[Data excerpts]
---+---

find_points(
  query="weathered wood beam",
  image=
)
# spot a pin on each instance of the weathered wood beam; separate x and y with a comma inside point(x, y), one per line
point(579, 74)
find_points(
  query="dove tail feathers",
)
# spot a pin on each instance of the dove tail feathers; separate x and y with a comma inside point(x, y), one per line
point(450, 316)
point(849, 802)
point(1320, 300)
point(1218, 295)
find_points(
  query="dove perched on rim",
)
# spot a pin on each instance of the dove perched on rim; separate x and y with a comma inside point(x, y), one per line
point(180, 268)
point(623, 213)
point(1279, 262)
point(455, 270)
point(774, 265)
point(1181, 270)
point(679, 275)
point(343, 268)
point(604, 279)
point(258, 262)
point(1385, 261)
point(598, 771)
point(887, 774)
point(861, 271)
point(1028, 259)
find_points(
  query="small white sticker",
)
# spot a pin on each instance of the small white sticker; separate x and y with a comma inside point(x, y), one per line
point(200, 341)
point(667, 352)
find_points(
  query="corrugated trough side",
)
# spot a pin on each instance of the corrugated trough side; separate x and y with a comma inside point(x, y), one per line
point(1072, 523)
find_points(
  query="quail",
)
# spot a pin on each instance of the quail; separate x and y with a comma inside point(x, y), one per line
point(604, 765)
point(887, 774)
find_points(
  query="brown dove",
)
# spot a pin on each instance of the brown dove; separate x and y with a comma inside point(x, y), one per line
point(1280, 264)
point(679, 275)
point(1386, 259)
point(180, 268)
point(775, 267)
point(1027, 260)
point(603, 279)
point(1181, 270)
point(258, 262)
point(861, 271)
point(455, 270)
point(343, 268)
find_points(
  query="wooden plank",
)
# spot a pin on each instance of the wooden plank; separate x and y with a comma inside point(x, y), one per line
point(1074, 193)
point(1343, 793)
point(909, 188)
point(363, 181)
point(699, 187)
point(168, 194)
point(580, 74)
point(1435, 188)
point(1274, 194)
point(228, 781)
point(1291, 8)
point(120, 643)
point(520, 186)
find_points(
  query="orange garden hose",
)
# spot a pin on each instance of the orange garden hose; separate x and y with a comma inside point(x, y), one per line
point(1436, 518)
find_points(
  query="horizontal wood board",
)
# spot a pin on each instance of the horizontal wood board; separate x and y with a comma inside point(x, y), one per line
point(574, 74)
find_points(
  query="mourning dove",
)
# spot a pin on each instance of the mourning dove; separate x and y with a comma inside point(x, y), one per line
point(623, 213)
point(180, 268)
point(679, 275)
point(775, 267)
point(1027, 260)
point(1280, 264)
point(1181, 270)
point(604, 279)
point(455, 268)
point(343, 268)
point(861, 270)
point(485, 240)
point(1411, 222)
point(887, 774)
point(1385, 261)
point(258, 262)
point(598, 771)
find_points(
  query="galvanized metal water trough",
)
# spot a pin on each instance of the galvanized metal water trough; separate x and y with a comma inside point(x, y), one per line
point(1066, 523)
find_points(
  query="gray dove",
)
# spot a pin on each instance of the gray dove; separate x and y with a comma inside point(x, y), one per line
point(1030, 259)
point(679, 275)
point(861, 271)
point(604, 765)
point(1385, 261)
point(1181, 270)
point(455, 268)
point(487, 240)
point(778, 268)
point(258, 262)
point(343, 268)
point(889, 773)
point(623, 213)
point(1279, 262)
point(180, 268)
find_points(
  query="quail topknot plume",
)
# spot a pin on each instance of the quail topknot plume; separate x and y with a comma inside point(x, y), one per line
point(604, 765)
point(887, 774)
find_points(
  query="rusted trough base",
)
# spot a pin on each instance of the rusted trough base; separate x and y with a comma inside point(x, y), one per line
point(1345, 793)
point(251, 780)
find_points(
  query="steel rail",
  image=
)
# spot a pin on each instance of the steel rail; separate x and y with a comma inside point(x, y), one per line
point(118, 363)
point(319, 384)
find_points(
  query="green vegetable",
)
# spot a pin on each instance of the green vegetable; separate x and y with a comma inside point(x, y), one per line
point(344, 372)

---+---

**Task objective**: Please copy the line that contains "# spot a pin on each instance of the green" and each line after it through the end of the records, exactly, and no other lines.

**Expected answer**:
# spot a pin on each instance of the green vegetable; separate x and y with a comma inside point(x, y), one per line
point(344, 372)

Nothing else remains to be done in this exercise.